• _Task objective_
Reproduce every entry that follows word for word, but omit the images.
(begin)
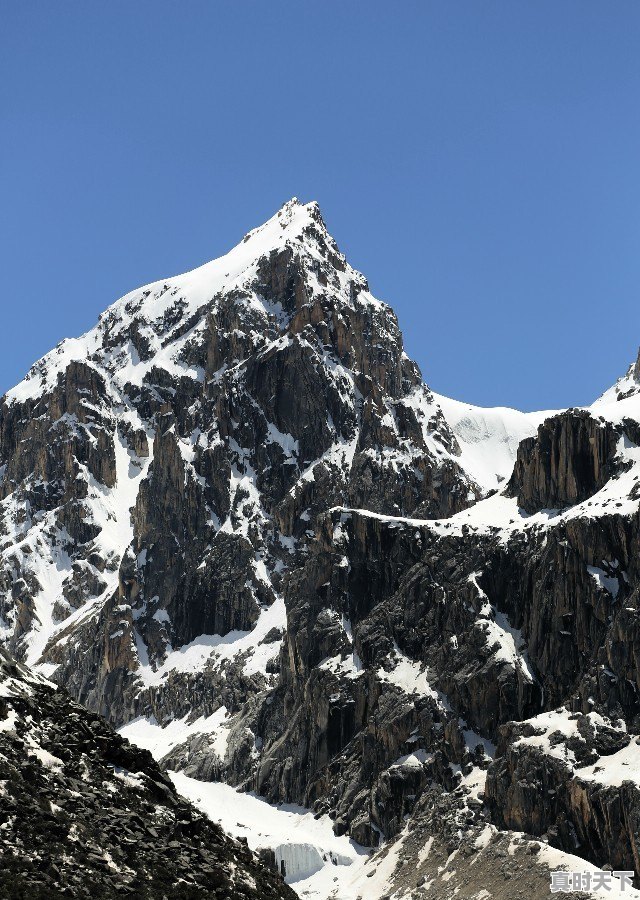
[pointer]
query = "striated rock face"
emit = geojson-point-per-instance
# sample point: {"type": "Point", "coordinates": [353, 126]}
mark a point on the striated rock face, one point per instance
{"type": "Point", "coordinates": [86, 814]}
{"type": "Point", "coordinates": [233, 517]}
{"type": "Point", "coordinates": [162, 474]}
{"type": "Point", "coordinates": [565, 463]}
{"type": "Point", "coordinates": [551, 776]}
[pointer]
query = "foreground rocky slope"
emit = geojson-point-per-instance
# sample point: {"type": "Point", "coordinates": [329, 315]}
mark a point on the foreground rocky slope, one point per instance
{"type": "Point", "coordinates": [236, 522]}
{"type": "Point", "coordinates": [83, 813]}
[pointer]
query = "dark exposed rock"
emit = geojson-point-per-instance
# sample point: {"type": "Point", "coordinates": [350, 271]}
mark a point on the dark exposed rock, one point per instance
{"type": "Point", "coordinates": [84, 813]}
{"type": "Point", "coordinates": [567, 462]}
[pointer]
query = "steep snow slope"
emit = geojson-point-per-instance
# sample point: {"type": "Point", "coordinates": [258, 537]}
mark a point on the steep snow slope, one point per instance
{"type": "Point", "coordinates": [158, 415]}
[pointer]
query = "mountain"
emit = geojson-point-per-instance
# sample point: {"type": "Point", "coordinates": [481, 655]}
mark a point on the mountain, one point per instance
{"type": "Point", "coordinates": [236, 523]}
{"type": "Point", "coordinates": [84, 813]}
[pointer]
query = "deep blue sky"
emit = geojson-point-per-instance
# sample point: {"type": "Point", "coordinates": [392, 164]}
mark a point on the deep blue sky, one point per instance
{"type": "Point", "coordinates": [479, 161]}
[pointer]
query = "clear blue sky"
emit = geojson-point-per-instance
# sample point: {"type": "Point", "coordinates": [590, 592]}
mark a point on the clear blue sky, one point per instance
{"type": "Point", "coordinates": [479, 161]}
(end)
• _Finished exercise_
[pointer]
query = "striated rock face"
emit = geojson-point-per-instance
# sample point: {"type": "Point", "coordinates": [353, 126]}
mark a point on the striated rock face, one point per instance
{"type": "Point", "coordinates": [86, 814]}
{"type": "Point", "coordinates": [233, 517]}
{"type": "Point", "coordinates": [162, 474]}
{"type": "Point", "coordinates": [565, 463]}
{"type": "Point", "coordinates": [551, 776]}
[pointer]
query = "foreground rocky slope"
emit = geojson-point-per-instance
# sample point: {"type": "Point", "coordinates": [329, 315]}
mark a point on the foreground rocky slope, one point per instance
{"type": "Point", "coordinates": [236, 522]}
{"type": "Point", "coordinates": [83, 813]}
[pointer]
query = "dark exposed rock"
emit = geojson-point-per-instance
# sample point: {"type": "Point", "coordinates": [350, 271]}
mark a point on the dark exposed rock, one point per instance
{"type": "Point", "coordinates": [84, 813]}
{"type": "Point", "coordinates": [567, 462]}
[pointer]
query = "steep snow slope"
emit = geojson-point-per-instance
# sample point: {"type": "Point", "coordinates": [258, 537]}
mark a point on the steep snow slope, one point per instance
{"type": "Point", "coordinates": [158, 415]}
[pointer]
query = "mountain"
emit = geojson-point-per-instance
# sample point: {"type": "Point", "coordinates": [481, 655]}
mark a point on the mountain, one point per instance
{"type": "Point", "coordinates": [236, 523]}
{"type": "Point", "coordinates": [84, 813]}
[pointer]
query = "deep blue sky"
emit = geojson-point-per-instance
# sample point: {"type": "Point", "coordinates": [392, 164]}
mark a point on the deep blue sky, one point per instance
{"type": "Point", "coordinates": [479, 161]}
[pointer]
query = "clear blue sky"
emit = geojson-point-per-instance
# sample point: {"type": "Point", "coordinates": [590, 592]}
mark a point on the clear blue sky, one point per instance
{"type": "Point", "coordinates": [479, 161]}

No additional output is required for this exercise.